WHAT YOU NEED TO DO:
All of the records below need to be copied exactly.

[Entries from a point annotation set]
____________________

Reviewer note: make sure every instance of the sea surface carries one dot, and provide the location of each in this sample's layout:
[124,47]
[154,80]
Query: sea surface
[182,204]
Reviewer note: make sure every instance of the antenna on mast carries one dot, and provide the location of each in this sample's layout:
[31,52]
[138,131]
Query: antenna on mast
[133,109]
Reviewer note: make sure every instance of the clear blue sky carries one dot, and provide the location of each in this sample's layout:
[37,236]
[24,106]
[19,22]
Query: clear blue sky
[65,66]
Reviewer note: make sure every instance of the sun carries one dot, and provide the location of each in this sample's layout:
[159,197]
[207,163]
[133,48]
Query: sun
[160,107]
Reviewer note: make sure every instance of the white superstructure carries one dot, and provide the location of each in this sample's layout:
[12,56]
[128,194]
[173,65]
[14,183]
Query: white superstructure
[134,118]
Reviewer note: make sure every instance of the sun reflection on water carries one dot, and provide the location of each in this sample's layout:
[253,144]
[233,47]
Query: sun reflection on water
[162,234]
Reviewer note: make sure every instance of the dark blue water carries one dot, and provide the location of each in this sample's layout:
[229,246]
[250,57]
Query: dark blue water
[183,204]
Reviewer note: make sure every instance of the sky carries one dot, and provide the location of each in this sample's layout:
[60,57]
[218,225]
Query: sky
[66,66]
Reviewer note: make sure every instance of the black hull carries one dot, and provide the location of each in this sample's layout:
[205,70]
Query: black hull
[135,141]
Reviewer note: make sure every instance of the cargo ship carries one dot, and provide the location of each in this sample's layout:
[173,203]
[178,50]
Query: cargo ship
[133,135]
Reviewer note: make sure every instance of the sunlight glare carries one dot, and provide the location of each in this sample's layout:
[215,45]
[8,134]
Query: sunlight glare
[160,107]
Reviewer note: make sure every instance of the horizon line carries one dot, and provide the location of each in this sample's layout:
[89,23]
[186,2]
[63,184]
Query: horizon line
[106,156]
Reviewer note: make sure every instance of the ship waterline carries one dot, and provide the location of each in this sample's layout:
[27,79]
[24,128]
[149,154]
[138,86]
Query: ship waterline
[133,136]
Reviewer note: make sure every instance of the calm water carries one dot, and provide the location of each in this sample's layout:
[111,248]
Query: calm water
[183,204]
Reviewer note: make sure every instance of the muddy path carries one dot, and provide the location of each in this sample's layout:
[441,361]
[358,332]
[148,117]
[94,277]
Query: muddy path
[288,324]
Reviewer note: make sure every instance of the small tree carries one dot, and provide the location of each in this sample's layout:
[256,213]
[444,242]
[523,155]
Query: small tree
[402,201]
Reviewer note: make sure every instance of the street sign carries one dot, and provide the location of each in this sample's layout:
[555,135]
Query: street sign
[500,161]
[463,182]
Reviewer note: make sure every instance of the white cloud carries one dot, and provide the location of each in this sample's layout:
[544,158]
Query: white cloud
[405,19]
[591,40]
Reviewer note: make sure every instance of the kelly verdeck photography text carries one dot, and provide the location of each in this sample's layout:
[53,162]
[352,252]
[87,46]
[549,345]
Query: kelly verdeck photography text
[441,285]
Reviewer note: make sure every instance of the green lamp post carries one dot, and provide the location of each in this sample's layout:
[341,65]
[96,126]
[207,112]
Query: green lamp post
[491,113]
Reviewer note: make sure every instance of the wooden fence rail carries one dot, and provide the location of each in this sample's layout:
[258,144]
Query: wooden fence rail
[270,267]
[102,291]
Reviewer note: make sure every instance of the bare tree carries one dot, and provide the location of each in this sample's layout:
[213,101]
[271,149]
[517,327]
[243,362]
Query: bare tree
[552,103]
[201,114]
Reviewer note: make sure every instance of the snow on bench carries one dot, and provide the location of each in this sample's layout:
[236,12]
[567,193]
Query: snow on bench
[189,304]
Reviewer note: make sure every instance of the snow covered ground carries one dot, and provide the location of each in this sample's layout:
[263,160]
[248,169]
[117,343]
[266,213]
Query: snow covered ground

____________________

EXERCISE ANSWER:
Reviewer note: make sure every instance of the sea surface carries one dot, and provide the location of each in this sample's layout:
[124,47]
[154,80]
Query: sea surface
[182,204]
Reviewer note: make sure every instance of the antenna on mast carries one dot, and provide the location of each in this sample's layout:
[31,52]
[138,131]
Query: antenna on mast
[133,109]
Reviewer note: make sure every instance of the clear blue sky carries one dot, and provide the location of each in this sample's layout:
[37,236]
[24,106]
[19,22]
Query: clear blue sky
[65,66]
Reviewer note: make sure every instance of the sun carries one dot, and provide the location of each in this sample's layout:
[159,197]
[207,163]
[133,48]
Query: sun
[160,107]
Reviewer note: make sure every instance of the white superstructure carries one dot, and provide the location of each in this sample's layout:
[12,56]
[128,194]
[173,65]
[14,183]
Query: white superstructure
[134,118]
Reviewer note: make sure every instance of the sun reflection on water carries one dot, and provide the location of each in this sample's layout:
[253,144]
[233,47]
Query: sun reflection on water
[162,234]
Reviewer note: make sure every instance of the dark blue water carries one dot, and provide the location of each in this sample's layout:
[229,246]
[250,57]
Query: dark blue water
[183,204]
Reviewer note: make sure every instance of the sky carries one dot, and provide the location of each in this sample's layout:
[60,57]
[218,225]
Query: sky
[66,66]
Reviewer note: make sure every instance of the black hull carries one dot, and provide the location of each in this sample's layout:
[205,70]
Query: black hull
[135,141]
Reviewer note: make sure every instance of the cargo ship carries one dot, and provide the location of each in this sample's layout:
[173,203]
[178,50]
Query: cargo ship
[133,135]
Reviewer note: make sure every instance of the sunlight glare carries one dot, and provide the location of each in this sample's layout:
[215,45]
[8,134]
Query: sunlight glare
[160,107]
Reviewer note: make sure every instance of the horizon line carries one dot, and provide the location of each in this sample's layout:
[89,23]
[186,2]
[63,184]
Query: horizon line
[106,156]
Reviewer note: make sure every instance of the ship waterline carries one dot, and provide the location of each in this sample's layout:
[27,79]
[24,128]
[149,154]
[138,86]
Query: ship waterline
[133,136]
Reviewer note: make sure every instance of the calm water carries one dot, and provide the location of each in this sample's layout:
[111,248]
Query: calm water
[183,204]
Reviewer note: make sure every instance of the muddy path carries one dot, and provide the location of each in this sample's layout:
[441,361]
[358,332]
[148,117]
[94,277]
Query: muddy path
[288,324]
Reviewer note: make sure every instance of the small tree carries one dot, and provide the location of each in this sample's layout:
[256,213]
[444,242]
[523,155]
Query: small tree
[402,201]
Reviewer note: make sure every instance of the street sign carries one dot, and provide the location of each in this sample's layout:
[555,135]
Query: street sign
[500,161]
[463,182]
Reviewer note: make sure every instance of the white cloud carries one dot, and provide the location of each in this sample's layout:
[544,158]
Query: white cloud
[405,19]
[591,40]
Reviewer note: make sure every instance of the kelly verdeck photography text carries one dot, and provide the location of each in this sample's layout:
[53,162]
[352,252]
[87,46]
[549,345]
Query: kelly verdeck photography text
[441,285]
Reviewer note: make sure every instance of the green lamp post carries one dot, and provide the location of each in this sample's layout:
[341,65]
[96,126]
[207,112]
Query: green lamp post
[491,113]
Reviewer note: make sure every instance of the wooden fence rail carries one dot, and provide the location of each in this sample's layout:
[258,144]
Query: wooden fence rail
[270,267]
[102,291]
Reviewer note: make sure every instance of the bare tree carries one dot, and provide the location of each in this sample's layout:
[213,101]
[271,149]
[517,327]
[243,362]
Query: bare tree
[552,103]
[201,114]
Reviewer note: make sure every instance of the snow on bench carries one dot, and provide the location of each in this sample's layout:
[236,12]
[567,193]
Query: snow on bench
[189,304]
Reviewer note: make sure every instance of the snow covered ground carries one dot, and provide the location of each in this sample's layout:
[263,160]
[248,169]
[117,343]
[266,213]
Query: snow covered ground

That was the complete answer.